_WHAT YOU HAVE TO DO:_ Take the line containing "Practice step: find the metal" as the first and the last line of the records below as the end, and please set down only what lies between them exactly, both ends included.

===== RECORDS FOR THIS EXERCISE

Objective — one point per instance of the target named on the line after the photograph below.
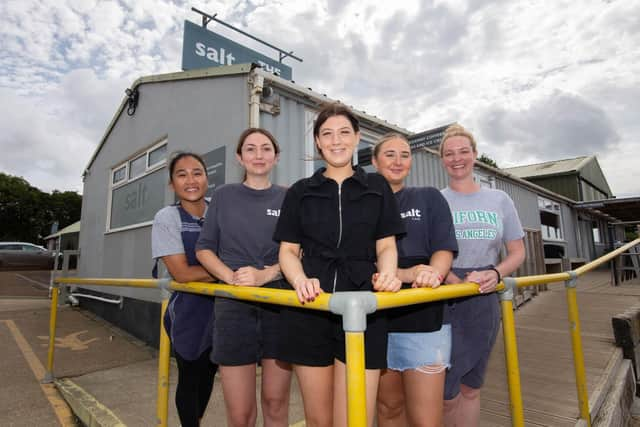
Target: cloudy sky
(534, 80)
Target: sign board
(138, 201)
(429, 138)
(202, 48)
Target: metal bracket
(354, 307)
(573, 281)
(163, 285)
(509, 289)
(48, 378)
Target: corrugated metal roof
(229, 70)
(554, 167)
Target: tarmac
(107, 376)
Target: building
(125, 181)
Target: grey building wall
(197, 115)
(427, 170)
(525, 200)
(289, 129)
(570, 230)
(566, 185)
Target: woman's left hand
(385, 282)
(248, 276)
(487, 279)
(425, 276)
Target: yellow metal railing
(354, 306)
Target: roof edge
(159, 78)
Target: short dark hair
(331, 110)
(251, 131)
(181, 155)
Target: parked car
(22, 255)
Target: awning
(624, 210)
(73, 228)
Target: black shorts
(316, 338)
(244, 332)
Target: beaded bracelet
(498, 273)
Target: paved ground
(117, 369)
(120, 372)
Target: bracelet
(497, 272)
(296, 279)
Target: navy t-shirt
(239, 225)
(427, 219)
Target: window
(550, 219)
(596, 232)
(137, 189)
(119, 174)
(137, 166)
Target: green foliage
(27, 213)
(488, 161)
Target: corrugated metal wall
(564, 185)
(570, 230)
(427, 170)
(289, 129)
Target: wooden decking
(544, 350)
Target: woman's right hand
(452, 279)
(307, 289)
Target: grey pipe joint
(354, 307)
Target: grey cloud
(560, 126)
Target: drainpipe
(254, 102)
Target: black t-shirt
(337, 226)
(427, 218)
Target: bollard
(354, 307)
(576, 345)
(164, 354)
(53, 318)
(511, 352)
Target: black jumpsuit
(337, 227)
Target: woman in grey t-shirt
(485, 220)
(236, 245)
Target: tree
(27, 213)
(488, 161)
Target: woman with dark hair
(419, 348)
(485, 221)
(336, 229)
(189, 317)
(236, 246)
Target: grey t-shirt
(240, 223)
(166, 237)
(484, 221)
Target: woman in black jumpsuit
(336, 228)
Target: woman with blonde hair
(411, 388)
(485, 221)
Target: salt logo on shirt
(413, 214)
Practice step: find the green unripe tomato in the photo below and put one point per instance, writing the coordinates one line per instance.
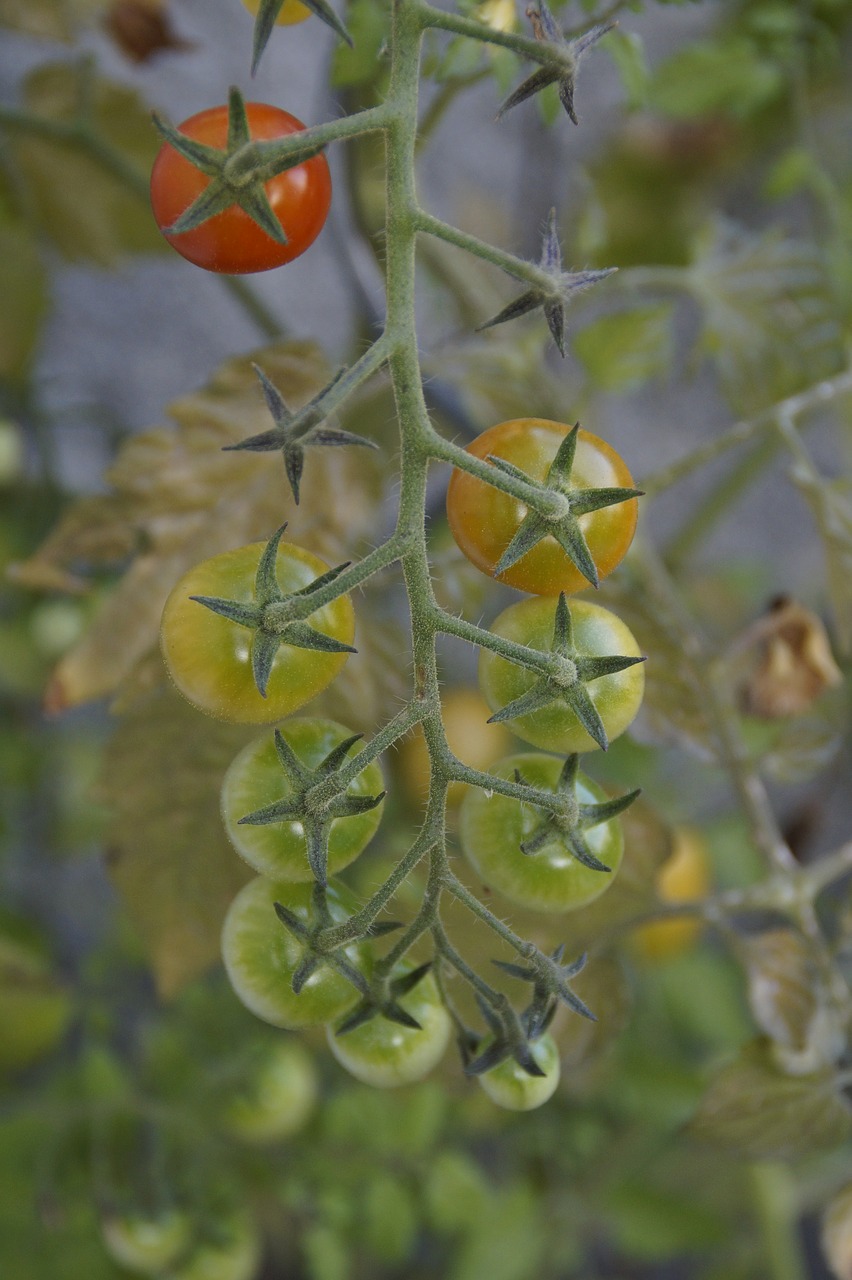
(513, 1088)
(256, 780)
(493, 827)
(261, 955)
(146, 1244)
(385, 1054)
(276, 1100)
(596, 632)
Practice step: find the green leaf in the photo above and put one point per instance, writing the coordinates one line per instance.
(23, 289)
(770, 323)
(763, 1114)
(169, 855)
(728, 77)
(628, 348)
(87, 209)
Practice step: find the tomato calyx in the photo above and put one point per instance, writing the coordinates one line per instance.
(315, 799)
(238, 172)
(560, 67)
(315, 954)
(553, 292)
(566, 821)
(294, 430)
(559, 520)
(558, 685)
(383, 1000)
(276, 617)
(269, 12)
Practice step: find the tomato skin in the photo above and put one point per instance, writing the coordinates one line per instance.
(552, 880)
(256, 778)
(385, 1054)
(596, 632)
(513, 1088)
(289, 14)
(278, 1097)
(146, 1244)
(484, 519)
(232, 242)
(209, 657)
(261, 955)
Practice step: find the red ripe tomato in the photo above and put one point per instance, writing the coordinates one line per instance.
(484, 520)
(230, 241)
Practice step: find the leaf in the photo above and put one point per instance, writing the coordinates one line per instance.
(177, 499)
(24, 300)
(763, 1114)
(47, 19)
(770, 324)
(830, 501)
(87, 211)
(168, 854)
(628, 348)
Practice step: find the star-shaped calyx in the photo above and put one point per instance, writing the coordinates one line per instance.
(385, 1004)
(563, 65)
(564, 681)
(564, 524)
(237, 172)
(553, 296)
(315, 799)
(568, 821)
(268, 13)
(276, 618)
(294, 432)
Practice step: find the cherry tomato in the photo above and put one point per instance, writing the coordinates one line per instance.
(276, 1098)
(493, 828)
(230, 241)
(513, 1088)
(261, 956)
(596, 632)
(484, 520)
(146, 1244)
(233, 1253)
(210, 657)
(476, 743)
(256, 778)
(289, 13)
(386, 1054)
(683, 877)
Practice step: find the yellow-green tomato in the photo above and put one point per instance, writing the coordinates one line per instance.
(596, 632)
(493, 827)
(513, 1088)
(261, 955)
(147, 1244)
(210, 658)
(256, 780)
(385, 1054)
(233, 1253)
(278, 1097)
(289, 13)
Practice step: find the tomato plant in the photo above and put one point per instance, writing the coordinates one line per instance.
(494, 827)
(596, 634)
(512, 1087)
(210, 657)
(256, 780)
(275, 1098)
(386, 1054)
(147, 1244)
(261, 955)
(485, 520)
(232, 241)
(291, 12)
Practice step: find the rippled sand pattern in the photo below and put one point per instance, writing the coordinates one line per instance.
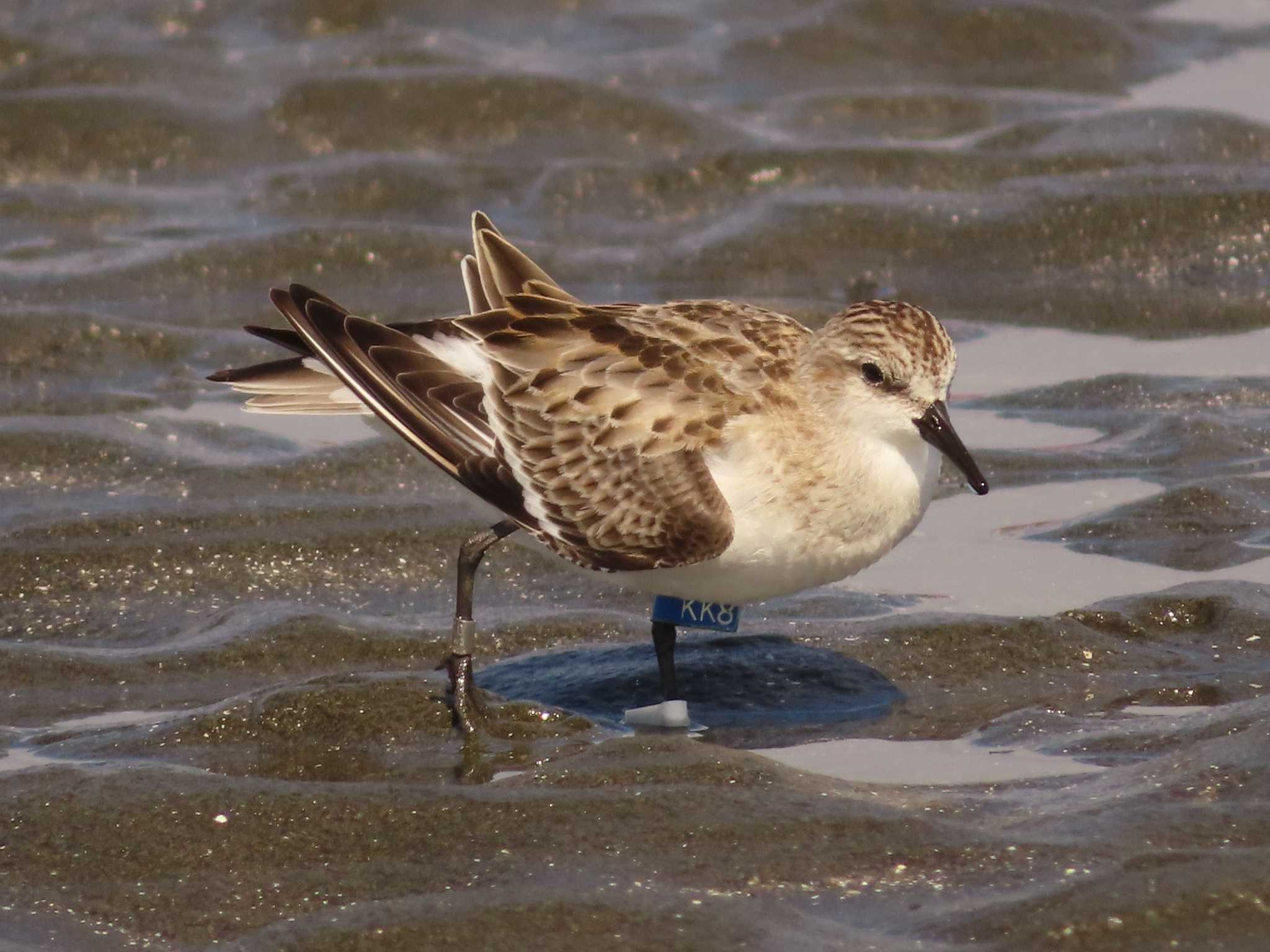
(220, 725)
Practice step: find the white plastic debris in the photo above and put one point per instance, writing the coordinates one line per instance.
(668, 714)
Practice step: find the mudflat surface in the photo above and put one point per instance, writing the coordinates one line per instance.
(1041, 723)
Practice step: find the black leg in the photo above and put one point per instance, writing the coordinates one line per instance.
(459, 663)
(664, 641)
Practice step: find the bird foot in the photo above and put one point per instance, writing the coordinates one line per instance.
(465, 702)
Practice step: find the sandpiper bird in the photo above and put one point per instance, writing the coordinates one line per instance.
(705, 450)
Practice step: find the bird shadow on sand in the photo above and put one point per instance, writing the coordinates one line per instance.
(735, 685)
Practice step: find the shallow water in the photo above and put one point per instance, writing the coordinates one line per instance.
(1042, 723)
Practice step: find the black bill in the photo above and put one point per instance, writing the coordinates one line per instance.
(936, 430)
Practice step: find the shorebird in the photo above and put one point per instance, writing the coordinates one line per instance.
(705, 450)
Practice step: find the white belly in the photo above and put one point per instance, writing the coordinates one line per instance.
(794, 534)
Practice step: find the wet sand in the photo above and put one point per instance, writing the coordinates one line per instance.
(1039, 724)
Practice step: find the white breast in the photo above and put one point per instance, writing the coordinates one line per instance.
(802, 519)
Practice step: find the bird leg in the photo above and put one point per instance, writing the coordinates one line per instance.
(459, 663)
(664, 643)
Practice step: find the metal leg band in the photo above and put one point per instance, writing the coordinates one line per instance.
(463, 640)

==========

_SOLVED EXERCISE:_
Practice step: find the metal leg band in the photo above and put one point per instance, writing the coordinates one line per instance.
(463, 640)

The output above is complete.